WHAT IS EXPECTED ▸ Please render the items below as a Markdown table with the columns "Row" and "Line," covering the lines from the one containing "point: the tufted" through the end of the items, inclusive, and skipping any blank lines. Leave the pictures out of the answer.

==== SUPPLIED DATA

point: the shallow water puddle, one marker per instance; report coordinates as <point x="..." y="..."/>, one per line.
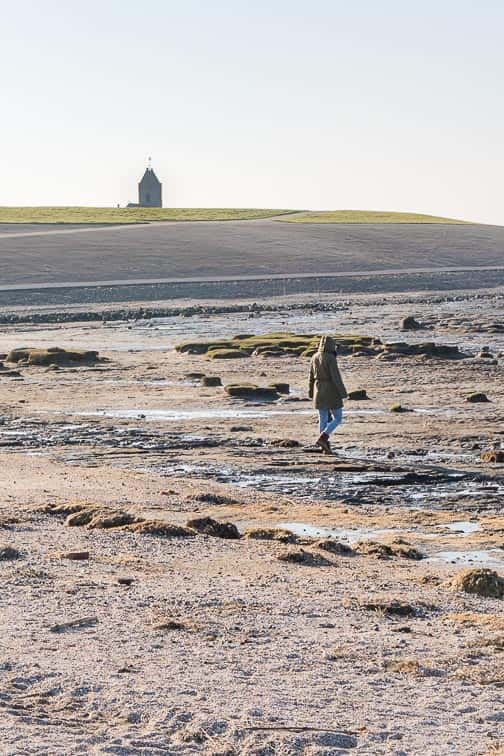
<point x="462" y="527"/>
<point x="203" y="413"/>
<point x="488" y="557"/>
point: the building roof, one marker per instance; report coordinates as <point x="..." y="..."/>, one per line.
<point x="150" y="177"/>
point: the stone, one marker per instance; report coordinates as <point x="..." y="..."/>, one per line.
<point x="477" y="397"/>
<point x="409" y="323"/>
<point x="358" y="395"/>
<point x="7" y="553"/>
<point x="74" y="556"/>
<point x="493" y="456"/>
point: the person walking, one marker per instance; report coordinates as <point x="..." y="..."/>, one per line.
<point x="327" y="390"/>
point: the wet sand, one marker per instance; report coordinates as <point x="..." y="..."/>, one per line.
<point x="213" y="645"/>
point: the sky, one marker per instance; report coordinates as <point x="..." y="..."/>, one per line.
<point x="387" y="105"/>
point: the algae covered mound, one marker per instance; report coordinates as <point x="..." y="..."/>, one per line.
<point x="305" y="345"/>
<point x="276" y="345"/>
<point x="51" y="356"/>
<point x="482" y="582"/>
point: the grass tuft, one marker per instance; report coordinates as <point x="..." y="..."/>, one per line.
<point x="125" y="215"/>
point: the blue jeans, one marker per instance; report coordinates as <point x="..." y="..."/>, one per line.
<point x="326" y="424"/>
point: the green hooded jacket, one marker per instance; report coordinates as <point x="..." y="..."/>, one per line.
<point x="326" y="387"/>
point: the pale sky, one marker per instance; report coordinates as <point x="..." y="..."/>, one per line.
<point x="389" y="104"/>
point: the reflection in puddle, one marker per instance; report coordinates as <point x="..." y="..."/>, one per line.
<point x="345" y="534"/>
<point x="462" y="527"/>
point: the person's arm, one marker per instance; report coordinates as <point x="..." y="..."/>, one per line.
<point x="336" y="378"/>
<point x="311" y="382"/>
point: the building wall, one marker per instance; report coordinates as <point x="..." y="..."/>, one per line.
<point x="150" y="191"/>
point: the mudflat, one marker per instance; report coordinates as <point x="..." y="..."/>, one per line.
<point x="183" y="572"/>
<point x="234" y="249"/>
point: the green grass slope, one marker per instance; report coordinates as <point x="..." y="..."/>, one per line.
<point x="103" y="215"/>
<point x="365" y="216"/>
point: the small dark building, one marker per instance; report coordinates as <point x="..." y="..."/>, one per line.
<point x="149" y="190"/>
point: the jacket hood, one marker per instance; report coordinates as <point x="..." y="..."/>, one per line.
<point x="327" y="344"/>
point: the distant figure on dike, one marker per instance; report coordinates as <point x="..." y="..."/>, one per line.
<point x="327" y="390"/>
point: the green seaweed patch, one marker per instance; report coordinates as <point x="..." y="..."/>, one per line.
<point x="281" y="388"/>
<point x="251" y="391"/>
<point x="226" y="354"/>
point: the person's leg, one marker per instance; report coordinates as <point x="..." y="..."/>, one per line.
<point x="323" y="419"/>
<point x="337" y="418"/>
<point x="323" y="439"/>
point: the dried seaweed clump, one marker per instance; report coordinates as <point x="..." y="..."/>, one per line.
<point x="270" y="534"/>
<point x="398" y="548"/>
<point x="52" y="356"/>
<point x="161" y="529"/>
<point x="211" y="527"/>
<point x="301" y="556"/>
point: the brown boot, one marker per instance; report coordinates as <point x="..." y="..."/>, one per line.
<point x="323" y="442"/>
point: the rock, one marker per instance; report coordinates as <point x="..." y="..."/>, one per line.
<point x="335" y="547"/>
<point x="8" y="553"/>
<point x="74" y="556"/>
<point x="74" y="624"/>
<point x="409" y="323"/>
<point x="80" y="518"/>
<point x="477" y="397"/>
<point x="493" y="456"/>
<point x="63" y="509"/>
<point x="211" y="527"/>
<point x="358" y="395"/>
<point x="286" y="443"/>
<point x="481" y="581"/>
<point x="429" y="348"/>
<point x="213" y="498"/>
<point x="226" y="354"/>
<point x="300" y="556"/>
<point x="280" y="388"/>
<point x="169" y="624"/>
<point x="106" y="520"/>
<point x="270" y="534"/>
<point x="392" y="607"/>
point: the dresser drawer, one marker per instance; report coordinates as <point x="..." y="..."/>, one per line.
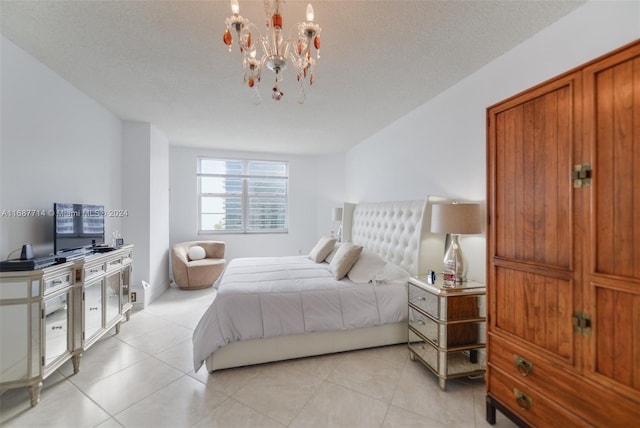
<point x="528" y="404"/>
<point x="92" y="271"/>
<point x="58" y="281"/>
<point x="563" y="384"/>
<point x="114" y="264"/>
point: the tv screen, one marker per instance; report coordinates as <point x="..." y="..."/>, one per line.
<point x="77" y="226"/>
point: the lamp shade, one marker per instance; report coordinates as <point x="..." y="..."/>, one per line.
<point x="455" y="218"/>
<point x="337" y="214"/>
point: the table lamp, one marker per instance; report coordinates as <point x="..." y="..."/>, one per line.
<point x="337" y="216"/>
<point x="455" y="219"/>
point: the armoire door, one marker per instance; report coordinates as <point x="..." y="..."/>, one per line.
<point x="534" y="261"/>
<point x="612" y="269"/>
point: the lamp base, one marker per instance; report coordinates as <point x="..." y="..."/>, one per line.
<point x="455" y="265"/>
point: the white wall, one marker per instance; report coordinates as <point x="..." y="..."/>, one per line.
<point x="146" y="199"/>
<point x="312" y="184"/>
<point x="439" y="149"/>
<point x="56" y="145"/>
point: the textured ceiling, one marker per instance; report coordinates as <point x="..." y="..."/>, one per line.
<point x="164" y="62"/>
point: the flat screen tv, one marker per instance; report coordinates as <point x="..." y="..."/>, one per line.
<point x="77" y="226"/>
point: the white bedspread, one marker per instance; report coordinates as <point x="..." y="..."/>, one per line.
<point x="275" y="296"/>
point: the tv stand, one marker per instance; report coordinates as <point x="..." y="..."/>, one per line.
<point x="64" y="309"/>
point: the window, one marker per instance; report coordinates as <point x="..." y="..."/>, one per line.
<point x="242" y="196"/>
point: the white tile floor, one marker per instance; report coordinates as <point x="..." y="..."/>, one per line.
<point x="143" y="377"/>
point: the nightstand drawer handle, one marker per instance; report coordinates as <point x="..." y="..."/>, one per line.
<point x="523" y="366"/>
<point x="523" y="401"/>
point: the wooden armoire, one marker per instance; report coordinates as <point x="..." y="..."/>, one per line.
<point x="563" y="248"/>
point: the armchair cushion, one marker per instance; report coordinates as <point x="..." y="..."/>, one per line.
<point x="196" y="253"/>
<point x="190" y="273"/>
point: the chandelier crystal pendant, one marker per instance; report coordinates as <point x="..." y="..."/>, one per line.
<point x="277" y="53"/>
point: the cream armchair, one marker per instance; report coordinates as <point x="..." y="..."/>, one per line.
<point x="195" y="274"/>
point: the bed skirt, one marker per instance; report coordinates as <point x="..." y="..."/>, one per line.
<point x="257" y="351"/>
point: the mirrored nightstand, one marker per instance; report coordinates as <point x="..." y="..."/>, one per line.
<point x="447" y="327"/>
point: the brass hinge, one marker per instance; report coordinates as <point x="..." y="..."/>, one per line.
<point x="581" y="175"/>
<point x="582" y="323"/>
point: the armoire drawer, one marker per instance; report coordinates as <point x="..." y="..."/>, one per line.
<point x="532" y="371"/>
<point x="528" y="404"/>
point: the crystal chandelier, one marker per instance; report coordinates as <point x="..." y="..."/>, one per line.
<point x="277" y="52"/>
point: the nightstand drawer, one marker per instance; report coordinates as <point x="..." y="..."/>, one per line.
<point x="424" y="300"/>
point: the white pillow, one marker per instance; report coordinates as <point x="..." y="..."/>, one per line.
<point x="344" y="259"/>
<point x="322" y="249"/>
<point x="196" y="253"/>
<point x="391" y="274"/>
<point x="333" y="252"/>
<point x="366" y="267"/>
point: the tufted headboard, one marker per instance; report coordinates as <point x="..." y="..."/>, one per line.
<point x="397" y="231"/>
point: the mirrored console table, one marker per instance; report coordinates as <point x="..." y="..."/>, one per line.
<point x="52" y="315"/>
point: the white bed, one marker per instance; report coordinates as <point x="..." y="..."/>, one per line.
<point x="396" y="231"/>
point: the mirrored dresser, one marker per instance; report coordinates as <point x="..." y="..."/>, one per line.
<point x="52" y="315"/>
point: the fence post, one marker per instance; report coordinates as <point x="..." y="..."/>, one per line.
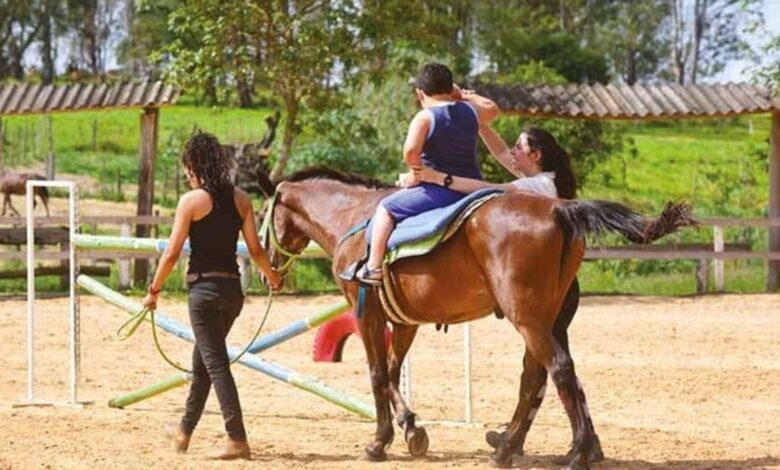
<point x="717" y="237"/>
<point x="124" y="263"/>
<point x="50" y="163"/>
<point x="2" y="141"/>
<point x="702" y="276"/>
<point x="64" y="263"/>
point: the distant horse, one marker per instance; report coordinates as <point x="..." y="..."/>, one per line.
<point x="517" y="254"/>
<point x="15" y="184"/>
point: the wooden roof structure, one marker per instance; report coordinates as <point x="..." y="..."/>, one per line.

========

SOLUTION TO THE PROBLEM ▸
| Row | Line |
|---|---|
| 1 | point: the tufted headboard, one marker per instance; report coordinates as <point x="..." y="..."/>, one per line. |
| 2 | <point x="397" y="231"/> |
| 3 | point: the mirrored console table, one marker per instance; report coordinates as <point x="..." y="..."/>, one per line. |
| 4 | <point x="52" y="315"/> |
| 5 | point: the white bed, one marker per instance; report coordinates as <point x="..." y="..."/>, one per line. |
| 6 | <point x="396" y="231"/> |
| 7 | point: the mirrored dresser, one marker per instance; report coordinates as <point x="..." y="..."/>, one per line. |
| 8 | <point x="52" y="315"/> |
| 9 | point: the fence post, one marker per instance; report coordinates as <point x="..." y="..."/>, one per line. |
| 10 | <point x="717" y="237"/> |
| 11 | <point x="124" y="263"/> |
| 12 | <point x="50" y="163"/> |
| 13 | <point x="2" y="141"/> |
| 14 | <point x="702" y="276"/> |
| 15 | <point x="64" y="263"/> |
| 16 | point: the distant horse, one marker per instance; report coordinates as <point x="..." y="..."/>, one per line. |
| 17 | <point x="517" y="254"/> |
| 18 | <point x="15" y="184"/> |
| 19 | point: the wooden roof structure, one marker per instance; report coordinates as <point x="..." y="..."/>, one per line. |